Argentine Tango (while some say it originated in Uruguay) is
the music of one city, Buenos Aires. The lyrics rarely mention other places in
Argentina. Folkloric music is the music of the interior of Argentina and it has
no connection with the tango. The same can be said of Astor Piazzolla’s “Nuevo Tango”. The music oozes Buenos
Aires.
I have attempted to find writers and composers who
represented the confines of one city and have not found any that had the
determination of Borges, Piazzolla and the composers and lyricists of the
Argentine Tango.
Uruguayan writer Mario Benedetti exiled himself for some
years to Buenos Aires and he, too wrote about the city.
Perhaps Vancouver (my city now) is a young city. As my
friend Ian McGuffie often says, “Vancouver was born with a photograph of its tent
city hall in the 19th century. Vancouver was born with photography.”
Every time I return to Buenos Aires the city is mostly the
same. A 1930’s ornate French style building on the corner of Corrientes and Florida now houses a Burger King,
but it is still there and recognizable.
But not so in Vancouver where buildings disappear or facades hide the fact that what is behind is not what once was behind. While strolling with Rosemary on Plaza de Mayo I told Rosemary that we were not far from Alsina and Defensa and that there was supposed to be a café, La Puerto Rico, mentioned in Leon Tenenmbaum's Los Olores de Buenos Aires. It was there. Tenenbaum also wrote Buenos Aires - Tiempo de Borges which is all about Borges's city with a luxury of detail.
Then here in Vancouver there is the slow deconstruction of buildings until the
idea of the structure as conceived by its architect is gone. That was the fate
of the hated (but the architect was the renowned Argentine Cesar Pelli)
Eaton/Sears building opposite my studio on Robson and Granville. The current
iteration Nordstroms’s has nothing of its original design.
For some years the main post office attempted to hide its
soaring ceilings with cloth tents. What will happen to the building when Amazon
takes over is not something that makes me feel optimistic.
Our city then seems to be a constant progression into the
future that hides the past. Will the twisted pseudo-skyscrapers of our near
future survive or will, they, too, remain in the memory of a few?
Costumbrismo is not always something that writers in Latin
America will acknowledge. When I told Vargas Llosa that I had found the
ice-cream shop where Alejandro Mayta had worked in his novel he was visibly
bothered. I found out quickly that some novelists do not like to admit
autobiographical material in their books.
The ice cream shop mentioned in Vargas Llosa's The Real Life of Alejandro Mayta |
But in the middle of the night a few weeks ago when I was
concocting the idea of this blog I remember that in 1993 I photographed Vancouver
writer Laurence Gough who was writing a series of crime novels (13 in all)

__DATASET EXTRACT__.
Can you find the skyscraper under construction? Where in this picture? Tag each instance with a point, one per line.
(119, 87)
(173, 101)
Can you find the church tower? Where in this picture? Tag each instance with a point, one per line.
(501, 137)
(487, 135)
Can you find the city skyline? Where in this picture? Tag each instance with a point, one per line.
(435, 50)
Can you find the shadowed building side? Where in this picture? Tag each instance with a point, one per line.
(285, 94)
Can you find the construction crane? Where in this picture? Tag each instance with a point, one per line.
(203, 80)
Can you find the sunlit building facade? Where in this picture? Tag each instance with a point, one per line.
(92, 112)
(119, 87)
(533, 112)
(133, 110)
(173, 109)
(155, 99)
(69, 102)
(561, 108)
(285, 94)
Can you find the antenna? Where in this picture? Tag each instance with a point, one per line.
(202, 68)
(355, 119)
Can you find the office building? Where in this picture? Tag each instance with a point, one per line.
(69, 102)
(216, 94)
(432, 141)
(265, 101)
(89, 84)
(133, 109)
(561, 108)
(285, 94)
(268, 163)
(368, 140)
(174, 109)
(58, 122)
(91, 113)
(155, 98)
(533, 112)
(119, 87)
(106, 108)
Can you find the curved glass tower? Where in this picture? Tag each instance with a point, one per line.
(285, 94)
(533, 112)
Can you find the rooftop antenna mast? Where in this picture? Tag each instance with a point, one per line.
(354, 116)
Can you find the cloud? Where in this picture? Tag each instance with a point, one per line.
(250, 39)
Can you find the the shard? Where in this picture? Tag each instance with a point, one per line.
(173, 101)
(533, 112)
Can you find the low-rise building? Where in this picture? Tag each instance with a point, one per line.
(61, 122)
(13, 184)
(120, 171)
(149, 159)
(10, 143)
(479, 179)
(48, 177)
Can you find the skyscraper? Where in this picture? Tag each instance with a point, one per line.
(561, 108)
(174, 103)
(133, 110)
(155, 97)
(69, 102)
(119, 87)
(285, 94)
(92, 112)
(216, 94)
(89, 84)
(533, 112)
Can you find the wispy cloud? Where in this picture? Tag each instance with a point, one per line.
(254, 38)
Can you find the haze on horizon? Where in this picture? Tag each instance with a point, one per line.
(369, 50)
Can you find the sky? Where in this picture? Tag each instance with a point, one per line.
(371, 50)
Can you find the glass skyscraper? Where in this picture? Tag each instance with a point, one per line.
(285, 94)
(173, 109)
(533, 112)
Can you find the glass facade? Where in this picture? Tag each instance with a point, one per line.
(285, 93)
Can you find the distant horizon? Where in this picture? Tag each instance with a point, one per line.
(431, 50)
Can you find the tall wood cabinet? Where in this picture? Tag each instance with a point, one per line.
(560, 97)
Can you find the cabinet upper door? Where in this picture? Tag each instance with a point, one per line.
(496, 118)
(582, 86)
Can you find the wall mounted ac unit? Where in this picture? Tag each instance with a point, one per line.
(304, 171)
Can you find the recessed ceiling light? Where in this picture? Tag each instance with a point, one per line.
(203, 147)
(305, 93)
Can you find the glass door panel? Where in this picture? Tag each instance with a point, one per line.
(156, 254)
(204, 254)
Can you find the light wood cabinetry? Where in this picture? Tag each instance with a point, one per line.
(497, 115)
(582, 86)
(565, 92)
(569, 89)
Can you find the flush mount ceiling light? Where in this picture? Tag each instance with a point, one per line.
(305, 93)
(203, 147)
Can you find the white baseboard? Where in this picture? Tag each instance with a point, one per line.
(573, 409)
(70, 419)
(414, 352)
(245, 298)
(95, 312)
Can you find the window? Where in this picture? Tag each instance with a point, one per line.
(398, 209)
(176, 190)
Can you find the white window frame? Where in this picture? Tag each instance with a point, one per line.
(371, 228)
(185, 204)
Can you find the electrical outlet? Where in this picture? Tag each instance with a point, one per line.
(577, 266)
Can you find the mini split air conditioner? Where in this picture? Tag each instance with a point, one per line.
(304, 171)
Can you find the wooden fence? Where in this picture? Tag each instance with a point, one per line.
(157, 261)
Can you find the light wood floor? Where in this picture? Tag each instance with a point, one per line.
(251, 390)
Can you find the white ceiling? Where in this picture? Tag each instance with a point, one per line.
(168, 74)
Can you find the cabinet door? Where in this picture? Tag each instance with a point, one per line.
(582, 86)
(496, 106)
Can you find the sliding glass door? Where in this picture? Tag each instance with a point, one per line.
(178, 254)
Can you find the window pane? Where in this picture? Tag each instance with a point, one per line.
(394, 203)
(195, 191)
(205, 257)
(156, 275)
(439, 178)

__WRITTEN REQUEST 1__. In the passage on Buenos Aires and Vancouver, what business now occupies the 1930s building on the corner of Corrientes and Florida?
__WRITTEN REQUEST 2__. Swap "strolling" for "walking" in the passage on Buenos Aires and Vancouver, and write out the part starting with "Every time I" and going on through "luxury of detail.".
The records are separate material and have no connection to the passage on Buenos Aires and Vancouver.

__RIGHT ANSWER 1__. A Burger King.

__RIGHT ANSWER 2__.
Every time I return to Buenos Aires the city is mostly the
same. A 1930’s ornate French style building on the corner of Corrientes and Florida now houses a Burger King,
but it is still there and recognizable.
But not so in Vancouver where buildings disappear or facades hide the fact that what is behind is not what once was behind. While walking with Rosemary on Plaza de Mayo I told Rosemary that we were not far from Alsina and Defensa and that there was supposed to be a café, La Puerto Rico, mentioned in Leon Tenenmbaum's Los Olores de Buenos Aires. It was there. Tenenbaum also wrote Buenos Aires - Tiempo de Borges which is all about Borges's city with a luxury of detail.